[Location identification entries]

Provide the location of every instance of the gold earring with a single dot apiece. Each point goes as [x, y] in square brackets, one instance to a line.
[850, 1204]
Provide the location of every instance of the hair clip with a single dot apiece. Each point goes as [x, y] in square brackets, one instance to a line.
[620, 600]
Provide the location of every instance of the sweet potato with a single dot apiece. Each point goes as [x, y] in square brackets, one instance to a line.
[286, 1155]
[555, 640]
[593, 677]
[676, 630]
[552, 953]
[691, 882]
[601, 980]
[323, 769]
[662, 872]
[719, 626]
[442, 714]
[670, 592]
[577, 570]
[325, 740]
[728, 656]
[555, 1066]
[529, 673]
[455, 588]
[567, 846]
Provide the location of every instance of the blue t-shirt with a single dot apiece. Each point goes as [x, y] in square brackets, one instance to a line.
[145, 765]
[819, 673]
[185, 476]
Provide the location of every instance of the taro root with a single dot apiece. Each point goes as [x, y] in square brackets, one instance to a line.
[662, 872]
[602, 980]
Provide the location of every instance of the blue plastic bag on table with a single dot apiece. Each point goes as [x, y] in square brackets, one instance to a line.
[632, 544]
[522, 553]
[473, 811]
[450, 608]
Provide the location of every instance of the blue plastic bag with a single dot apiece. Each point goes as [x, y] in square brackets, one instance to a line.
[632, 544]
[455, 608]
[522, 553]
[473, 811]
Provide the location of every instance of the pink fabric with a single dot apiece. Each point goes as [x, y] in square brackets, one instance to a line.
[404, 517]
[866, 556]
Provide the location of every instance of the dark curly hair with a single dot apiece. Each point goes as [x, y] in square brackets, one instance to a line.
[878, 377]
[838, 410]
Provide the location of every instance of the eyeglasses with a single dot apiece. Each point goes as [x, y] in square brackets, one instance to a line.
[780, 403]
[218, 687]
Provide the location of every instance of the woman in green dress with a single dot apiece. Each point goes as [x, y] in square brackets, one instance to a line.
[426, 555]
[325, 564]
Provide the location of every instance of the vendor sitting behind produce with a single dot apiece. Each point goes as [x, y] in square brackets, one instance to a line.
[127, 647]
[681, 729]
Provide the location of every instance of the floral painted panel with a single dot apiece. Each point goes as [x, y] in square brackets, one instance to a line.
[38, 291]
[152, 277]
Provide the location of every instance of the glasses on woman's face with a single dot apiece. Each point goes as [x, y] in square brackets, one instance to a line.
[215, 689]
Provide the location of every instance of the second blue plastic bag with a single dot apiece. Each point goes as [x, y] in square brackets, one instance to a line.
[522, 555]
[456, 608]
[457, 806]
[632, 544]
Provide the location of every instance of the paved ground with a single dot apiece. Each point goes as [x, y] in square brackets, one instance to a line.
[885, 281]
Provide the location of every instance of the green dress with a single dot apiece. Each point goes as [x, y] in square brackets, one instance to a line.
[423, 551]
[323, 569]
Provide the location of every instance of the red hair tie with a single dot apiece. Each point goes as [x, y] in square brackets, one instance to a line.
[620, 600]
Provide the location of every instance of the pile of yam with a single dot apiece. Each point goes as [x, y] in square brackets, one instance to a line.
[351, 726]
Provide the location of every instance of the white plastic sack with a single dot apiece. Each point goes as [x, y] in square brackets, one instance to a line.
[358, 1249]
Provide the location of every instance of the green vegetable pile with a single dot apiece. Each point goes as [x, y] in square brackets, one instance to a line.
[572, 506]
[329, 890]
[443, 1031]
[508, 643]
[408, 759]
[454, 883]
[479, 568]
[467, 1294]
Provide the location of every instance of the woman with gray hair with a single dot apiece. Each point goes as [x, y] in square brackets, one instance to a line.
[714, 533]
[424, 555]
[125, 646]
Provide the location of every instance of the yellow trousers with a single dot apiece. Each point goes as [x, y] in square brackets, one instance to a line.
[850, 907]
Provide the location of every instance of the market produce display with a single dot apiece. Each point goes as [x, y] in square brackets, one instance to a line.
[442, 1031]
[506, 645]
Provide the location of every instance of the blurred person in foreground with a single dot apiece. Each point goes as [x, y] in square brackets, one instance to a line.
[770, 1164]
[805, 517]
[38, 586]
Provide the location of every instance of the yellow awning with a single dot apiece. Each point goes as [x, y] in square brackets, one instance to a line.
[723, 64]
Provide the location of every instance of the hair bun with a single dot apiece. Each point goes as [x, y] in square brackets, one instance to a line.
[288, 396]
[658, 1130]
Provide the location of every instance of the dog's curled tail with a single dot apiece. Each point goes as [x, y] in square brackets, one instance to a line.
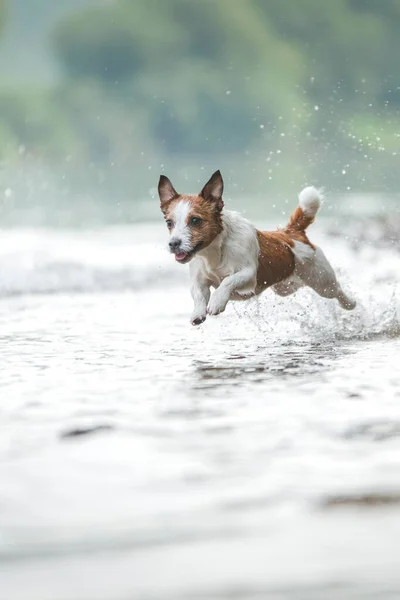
[310, 200]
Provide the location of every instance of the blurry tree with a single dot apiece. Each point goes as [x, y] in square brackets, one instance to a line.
[207, 75]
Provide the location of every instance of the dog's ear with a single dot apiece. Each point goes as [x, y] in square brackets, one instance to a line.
[166, 191]
[214, 189]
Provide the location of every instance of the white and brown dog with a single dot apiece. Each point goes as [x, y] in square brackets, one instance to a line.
[228, 253]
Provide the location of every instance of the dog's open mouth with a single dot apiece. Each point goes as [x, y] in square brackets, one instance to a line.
[183, 257]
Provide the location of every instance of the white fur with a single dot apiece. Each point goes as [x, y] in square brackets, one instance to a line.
[313, 269]
[229, 264]
[181, 229]
[310, 200]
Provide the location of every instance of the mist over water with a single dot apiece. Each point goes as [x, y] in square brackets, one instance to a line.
[261, 443]
[255, 457]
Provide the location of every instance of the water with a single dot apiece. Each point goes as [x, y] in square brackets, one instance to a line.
[254, 457]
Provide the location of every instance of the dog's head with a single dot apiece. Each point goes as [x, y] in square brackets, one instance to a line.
[193, 221]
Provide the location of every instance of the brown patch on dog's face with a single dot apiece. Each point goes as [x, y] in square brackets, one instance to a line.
[193, 221]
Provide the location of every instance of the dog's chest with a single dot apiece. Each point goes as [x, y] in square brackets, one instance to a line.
[215, 269]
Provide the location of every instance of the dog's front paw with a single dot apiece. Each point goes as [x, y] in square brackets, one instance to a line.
[196, 319]
[216, 305]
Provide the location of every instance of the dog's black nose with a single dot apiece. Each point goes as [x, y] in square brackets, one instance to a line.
[175, 244]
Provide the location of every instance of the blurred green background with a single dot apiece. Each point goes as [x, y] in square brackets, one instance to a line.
[98, 97]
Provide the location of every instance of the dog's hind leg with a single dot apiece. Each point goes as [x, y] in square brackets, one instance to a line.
[287, 287]
[317, 273]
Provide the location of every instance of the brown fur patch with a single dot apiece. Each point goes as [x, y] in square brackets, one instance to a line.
[207, 211]
[299, 222]
[275, 260]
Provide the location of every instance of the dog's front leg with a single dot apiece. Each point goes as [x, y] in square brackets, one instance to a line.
[244, 280]
[200, 290]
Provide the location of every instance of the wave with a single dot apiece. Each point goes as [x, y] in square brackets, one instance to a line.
[134, 258]
[57, 262]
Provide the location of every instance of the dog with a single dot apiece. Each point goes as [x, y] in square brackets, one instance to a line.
[228, 253]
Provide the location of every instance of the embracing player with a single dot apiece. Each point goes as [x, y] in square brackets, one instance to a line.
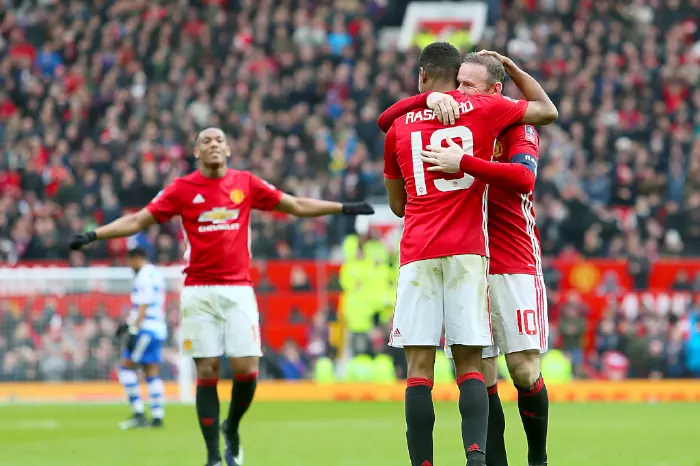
[516, 286]
[147, 332]
[219, 314]
[444, 248]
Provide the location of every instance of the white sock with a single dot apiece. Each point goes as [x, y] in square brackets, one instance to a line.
[156, 390]
[130, 381]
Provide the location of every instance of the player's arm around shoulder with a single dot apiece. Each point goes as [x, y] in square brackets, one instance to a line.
[396, 192]
[393, 178]
[540, 109]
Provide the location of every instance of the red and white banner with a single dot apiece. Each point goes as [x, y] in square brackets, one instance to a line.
[459, 23]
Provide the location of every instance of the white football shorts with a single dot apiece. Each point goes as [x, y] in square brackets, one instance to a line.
[220, 320]
[446, 292]
[518, 314]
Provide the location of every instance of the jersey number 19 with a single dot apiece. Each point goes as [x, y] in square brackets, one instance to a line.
[436, 140]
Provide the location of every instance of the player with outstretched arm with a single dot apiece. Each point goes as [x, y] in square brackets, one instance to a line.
[517, 291]
[444, 248]
[219, 313]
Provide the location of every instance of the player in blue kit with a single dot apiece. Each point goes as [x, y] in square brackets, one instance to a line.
[147, 332]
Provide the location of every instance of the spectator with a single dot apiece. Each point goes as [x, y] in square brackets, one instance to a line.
[291, 362]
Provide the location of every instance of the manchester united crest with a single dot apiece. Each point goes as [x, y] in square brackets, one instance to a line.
[497, 149]
[237, 196]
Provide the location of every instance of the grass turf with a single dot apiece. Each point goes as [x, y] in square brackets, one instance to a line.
[343, 434]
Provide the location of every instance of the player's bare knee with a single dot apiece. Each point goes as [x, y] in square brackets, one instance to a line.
[207, 368]
[421, 361]
[128, 364]
[246, 365]
[489, 369]
[467, 358]
[524, 367]
[152, 370]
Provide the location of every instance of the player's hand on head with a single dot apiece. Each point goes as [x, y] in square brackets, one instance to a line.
[357, 208]
[443, 159]
[79, 240]
[444, 106]
[490, 53]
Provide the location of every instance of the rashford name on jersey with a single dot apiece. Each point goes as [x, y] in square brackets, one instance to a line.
[446, 214]
[215, 214]
[514, 238]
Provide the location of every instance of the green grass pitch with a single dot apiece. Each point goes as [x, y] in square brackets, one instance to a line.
[343, 434]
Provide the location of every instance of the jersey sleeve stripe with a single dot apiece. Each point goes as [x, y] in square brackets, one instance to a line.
[485, 222]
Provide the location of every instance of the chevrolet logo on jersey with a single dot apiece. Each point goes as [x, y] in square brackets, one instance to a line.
[237, 196]
[497, 149]
[219, 215]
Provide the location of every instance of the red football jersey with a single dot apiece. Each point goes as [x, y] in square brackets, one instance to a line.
[446, 213]
[215, 216]
[513, 235]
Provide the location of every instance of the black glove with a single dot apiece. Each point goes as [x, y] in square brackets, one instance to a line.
[122, 330]
[82, 239]
[357, 208]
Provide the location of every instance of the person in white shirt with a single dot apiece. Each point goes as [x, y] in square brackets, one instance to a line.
[147, 332]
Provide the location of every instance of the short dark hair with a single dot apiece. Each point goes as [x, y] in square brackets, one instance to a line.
[136, 252]
[495, 72]
[440, 61]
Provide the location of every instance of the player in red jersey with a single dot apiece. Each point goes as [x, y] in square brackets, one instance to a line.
[517, 292]
[219, 313]
[444, 245]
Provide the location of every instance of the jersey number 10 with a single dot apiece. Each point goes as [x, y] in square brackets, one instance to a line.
[436, 140]
[527, 322]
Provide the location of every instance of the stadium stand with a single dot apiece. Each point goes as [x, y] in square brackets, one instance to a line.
[99, 102]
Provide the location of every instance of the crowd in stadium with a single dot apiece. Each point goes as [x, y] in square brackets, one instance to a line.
[100, 101]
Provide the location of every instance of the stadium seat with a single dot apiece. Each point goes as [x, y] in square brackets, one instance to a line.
[444, 369]
[360, 369]
[324, 371]
[384, 371]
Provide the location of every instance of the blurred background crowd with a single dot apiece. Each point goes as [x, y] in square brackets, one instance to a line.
[100, 102]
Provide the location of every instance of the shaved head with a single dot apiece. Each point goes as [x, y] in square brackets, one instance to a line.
[212, 131]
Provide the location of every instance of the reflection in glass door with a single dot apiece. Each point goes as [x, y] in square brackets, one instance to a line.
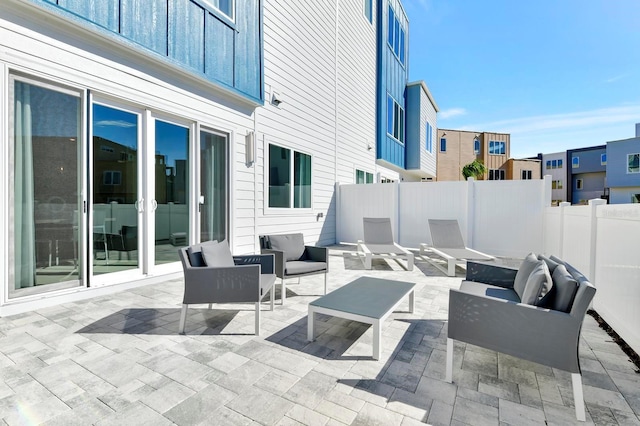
[213, 186]
[46, 188]
[114, 201]
[171, 190]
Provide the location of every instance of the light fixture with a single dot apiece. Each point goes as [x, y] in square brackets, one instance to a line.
[276, 99]
[250, 148]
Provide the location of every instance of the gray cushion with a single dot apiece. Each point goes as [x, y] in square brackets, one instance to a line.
[195, 253]
[537, 279]
[217, 255]
[296, 267]
[563, 292]
[291, 244]
[519, 283]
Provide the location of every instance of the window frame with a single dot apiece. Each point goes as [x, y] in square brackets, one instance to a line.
[629, 171]
[292, 171]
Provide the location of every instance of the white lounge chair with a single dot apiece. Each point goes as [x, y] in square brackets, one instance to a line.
[447, 243]
[378, 243]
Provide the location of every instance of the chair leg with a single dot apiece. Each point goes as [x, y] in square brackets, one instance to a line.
[183, 318]
[578, 396]
[257, 318]
[283, 290]
[449, 368]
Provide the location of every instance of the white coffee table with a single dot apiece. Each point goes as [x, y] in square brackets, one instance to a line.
[369, 300]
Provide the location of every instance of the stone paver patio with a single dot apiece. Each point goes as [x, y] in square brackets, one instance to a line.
[118, 360]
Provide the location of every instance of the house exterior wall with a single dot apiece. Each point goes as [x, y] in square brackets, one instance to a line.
[421, 125]
[590, 169]
[558, 174]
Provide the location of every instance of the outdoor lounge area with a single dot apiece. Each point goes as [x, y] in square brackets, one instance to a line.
[118, 359]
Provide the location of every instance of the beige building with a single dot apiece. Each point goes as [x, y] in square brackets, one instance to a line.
[457, 148]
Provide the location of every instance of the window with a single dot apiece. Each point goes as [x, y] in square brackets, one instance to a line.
[429, 138]
[368, 10]
[496, 174]
[395, 119]
[112, 178]
[226, 7]
[363, 177]
[497, 148]
[633, 163]
[281, 193]
[396, 36]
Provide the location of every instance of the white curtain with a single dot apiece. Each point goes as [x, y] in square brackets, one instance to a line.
[24, 225]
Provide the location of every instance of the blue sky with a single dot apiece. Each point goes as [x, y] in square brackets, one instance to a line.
[555, 74]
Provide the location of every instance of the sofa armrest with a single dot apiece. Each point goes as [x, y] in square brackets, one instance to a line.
[266, 261]
[540, 335]
[278, 261]
[317, 254]
[209, 284]
[501, 276]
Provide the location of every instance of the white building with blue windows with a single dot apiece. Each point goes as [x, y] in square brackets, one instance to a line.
[131, 128]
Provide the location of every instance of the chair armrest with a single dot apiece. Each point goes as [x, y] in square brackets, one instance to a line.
[209, 284]
[278, 259]
[501, 276]
[317, 254]
[525, 331]
[266, 261]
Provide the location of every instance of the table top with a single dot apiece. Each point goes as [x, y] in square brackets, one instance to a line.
[366, 296]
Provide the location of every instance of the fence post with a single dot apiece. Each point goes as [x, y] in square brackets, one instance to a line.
[562, 206]
[593, 229]
[471, 210]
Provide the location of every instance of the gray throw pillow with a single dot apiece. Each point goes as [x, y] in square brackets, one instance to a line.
[217, 255]
[563, 292]
[291, 244]
[523, 273]
[537, 279]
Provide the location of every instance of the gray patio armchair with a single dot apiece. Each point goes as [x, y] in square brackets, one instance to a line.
[294, 259]
[492, 310]
[213, 275]
[378, 242]
[447, 242]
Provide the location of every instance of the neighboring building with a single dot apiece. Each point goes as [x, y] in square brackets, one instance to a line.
[623, 169]
[555, 164]
[177, 122]
[457, 148]
[586, 174]
[421, 133]
[523, 169]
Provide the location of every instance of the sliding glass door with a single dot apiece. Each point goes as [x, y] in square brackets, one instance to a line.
[46, 187]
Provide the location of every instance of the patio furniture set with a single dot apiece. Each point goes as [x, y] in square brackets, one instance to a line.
[496, 307]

__Instructions to follow__
Copy everything from the line containing "Provide the location of every instance of the neighboring" down through the last line of the items, keeping every line the same.

__Result for this task__
Provide the location of every instance of the neighboring building with a single dot apiece. Each point goes as [x, y] in square brackets, one instance to a line.
[623, 169]
[555, 164]
[177, 122]
[457, 148]
[586, 174]
[421, 133]
[523, 169]
Provide the location of every instance of the sliding glass door with a single dot apiece. Each point goes as [x, y] in square brackets, one instance to a line.
[46, 187]
Provide the location of every instance of the patio furniture set with a single dot apiece. Each point goes as [x, y] in square brackets, one instance to a line.
[496, 307]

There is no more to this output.